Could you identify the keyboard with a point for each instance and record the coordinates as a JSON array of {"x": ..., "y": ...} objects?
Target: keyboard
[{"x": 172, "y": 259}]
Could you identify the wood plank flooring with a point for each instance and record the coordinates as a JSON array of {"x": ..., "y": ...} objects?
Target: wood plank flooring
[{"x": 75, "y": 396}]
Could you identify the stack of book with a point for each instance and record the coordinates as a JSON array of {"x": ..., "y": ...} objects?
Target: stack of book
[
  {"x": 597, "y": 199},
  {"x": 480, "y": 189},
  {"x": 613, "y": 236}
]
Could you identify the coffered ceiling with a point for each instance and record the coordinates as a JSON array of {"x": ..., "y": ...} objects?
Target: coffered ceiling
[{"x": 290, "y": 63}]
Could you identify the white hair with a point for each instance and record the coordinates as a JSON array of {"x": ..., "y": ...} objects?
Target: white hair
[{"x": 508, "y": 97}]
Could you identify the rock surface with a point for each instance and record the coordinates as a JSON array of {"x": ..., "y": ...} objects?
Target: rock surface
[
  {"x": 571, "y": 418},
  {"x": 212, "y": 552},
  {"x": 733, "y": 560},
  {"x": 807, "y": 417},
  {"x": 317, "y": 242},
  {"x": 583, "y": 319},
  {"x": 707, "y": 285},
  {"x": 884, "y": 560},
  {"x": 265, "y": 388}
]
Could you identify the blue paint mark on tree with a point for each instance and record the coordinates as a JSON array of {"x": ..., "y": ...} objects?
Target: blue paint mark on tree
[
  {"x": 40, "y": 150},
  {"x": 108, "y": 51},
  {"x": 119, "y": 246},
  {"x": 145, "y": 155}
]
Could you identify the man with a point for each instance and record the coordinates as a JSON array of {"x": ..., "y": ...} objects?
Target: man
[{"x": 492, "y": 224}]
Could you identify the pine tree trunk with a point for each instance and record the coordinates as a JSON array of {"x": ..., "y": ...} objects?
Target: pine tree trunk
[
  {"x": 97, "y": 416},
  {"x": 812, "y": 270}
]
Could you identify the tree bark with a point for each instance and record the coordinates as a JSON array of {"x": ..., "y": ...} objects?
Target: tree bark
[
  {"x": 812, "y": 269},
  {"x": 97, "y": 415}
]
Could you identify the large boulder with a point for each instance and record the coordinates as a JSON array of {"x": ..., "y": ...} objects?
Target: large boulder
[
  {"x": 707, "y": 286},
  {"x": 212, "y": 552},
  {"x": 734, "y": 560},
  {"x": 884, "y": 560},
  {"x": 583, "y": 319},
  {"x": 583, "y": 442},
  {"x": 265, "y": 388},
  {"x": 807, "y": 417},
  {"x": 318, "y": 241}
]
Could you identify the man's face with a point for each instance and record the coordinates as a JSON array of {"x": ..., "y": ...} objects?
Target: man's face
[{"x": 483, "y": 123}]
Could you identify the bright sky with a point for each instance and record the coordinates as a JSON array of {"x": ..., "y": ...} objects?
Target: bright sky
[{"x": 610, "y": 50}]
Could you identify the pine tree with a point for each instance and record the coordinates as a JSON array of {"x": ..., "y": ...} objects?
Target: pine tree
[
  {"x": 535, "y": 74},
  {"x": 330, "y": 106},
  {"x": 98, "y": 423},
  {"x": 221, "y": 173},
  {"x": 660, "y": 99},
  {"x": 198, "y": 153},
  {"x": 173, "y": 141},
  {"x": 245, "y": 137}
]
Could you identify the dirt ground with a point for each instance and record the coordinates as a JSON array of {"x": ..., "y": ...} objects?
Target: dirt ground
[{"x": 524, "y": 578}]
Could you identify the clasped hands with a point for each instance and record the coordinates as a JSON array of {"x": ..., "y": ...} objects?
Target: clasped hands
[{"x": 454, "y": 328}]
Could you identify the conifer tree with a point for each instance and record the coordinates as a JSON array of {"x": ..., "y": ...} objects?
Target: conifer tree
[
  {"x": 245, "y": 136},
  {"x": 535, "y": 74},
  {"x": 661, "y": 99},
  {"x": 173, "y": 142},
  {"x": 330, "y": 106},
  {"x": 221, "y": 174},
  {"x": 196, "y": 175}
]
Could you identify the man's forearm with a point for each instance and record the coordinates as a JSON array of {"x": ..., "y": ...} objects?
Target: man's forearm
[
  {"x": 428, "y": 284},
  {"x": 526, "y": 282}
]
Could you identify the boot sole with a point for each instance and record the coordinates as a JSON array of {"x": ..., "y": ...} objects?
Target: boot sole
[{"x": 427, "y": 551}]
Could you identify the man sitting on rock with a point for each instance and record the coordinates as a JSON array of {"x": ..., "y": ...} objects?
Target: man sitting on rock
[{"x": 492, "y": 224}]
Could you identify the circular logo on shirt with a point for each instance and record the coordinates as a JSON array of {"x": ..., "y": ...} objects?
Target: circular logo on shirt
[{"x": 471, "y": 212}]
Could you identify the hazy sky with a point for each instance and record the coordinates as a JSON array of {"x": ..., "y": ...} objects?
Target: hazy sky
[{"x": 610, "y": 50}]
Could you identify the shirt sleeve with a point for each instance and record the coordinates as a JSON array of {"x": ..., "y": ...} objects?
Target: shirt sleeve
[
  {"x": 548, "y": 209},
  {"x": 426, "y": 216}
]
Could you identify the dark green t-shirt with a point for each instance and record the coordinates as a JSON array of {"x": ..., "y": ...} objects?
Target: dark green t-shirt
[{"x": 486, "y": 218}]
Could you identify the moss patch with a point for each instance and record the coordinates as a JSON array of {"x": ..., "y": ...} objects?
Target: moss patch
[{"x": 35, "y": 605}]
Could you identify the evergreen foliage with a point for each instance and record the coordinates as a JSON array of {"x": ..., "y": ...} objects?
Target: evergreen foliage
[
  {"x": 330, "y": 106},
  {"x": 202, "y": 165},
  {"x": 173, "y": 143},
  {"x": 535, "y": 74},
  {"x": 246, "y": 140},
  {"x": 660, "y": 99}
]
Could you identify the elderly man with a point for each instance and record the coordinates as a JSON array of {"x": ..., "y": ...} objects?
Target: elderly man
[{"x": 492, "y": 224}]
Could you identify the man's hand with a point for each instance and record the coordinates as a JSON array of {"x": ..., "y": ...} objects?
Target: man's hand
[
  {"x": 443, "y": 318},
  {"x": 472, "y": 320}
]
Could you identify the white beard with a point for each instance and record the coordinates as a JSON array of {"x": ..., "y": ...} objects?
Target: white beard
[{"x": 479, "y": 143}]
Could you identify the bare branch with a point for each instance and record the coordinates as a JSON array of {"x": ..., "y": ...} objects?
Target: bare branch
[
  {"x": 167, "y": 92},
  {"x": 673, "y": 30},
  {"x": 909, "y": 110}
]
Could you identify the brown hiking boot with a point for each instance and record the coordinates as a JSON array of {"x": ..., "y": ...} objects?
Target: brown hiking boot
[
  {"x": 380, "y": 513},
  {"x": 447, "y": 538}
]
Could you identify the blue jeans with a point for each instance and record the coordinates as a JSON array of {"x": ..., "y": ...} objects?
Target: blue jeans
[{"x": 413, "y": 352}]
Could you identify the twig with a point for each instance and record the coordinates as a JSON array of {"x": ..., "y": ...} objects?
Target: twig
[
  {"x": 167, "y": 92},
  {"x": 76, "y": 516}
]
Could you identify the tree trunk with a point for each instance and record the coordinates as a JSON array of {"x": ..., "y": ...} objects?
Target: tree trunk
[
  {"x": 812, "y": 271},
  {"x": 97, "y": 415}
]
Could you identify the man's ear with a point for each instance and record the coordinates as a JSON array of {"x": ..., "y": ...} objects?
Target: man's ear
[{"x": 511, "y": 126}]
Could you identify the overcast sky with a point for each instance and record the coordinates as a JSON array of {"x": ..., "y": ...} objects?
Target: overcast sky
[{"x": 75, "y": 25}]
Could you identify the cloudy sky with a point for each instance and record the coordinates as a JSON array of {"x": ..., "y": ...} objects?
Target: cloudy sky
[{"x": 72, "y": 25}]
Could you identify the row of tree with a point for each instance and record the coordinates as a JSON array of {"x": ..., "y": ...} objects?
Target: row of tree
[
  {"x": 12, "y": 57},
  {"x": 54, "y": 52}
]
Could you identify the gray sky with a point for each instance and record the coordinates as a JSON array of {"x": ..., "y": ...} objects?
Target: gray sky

*Task item*: Using the material above, filter for lines holding "gray" and copy each one.

*Task output*:
Could you identify the gray sky with a point for each instance and record the coordinates as a JSON array of {"x": ..., "y": ...} objects?
Target: gray sky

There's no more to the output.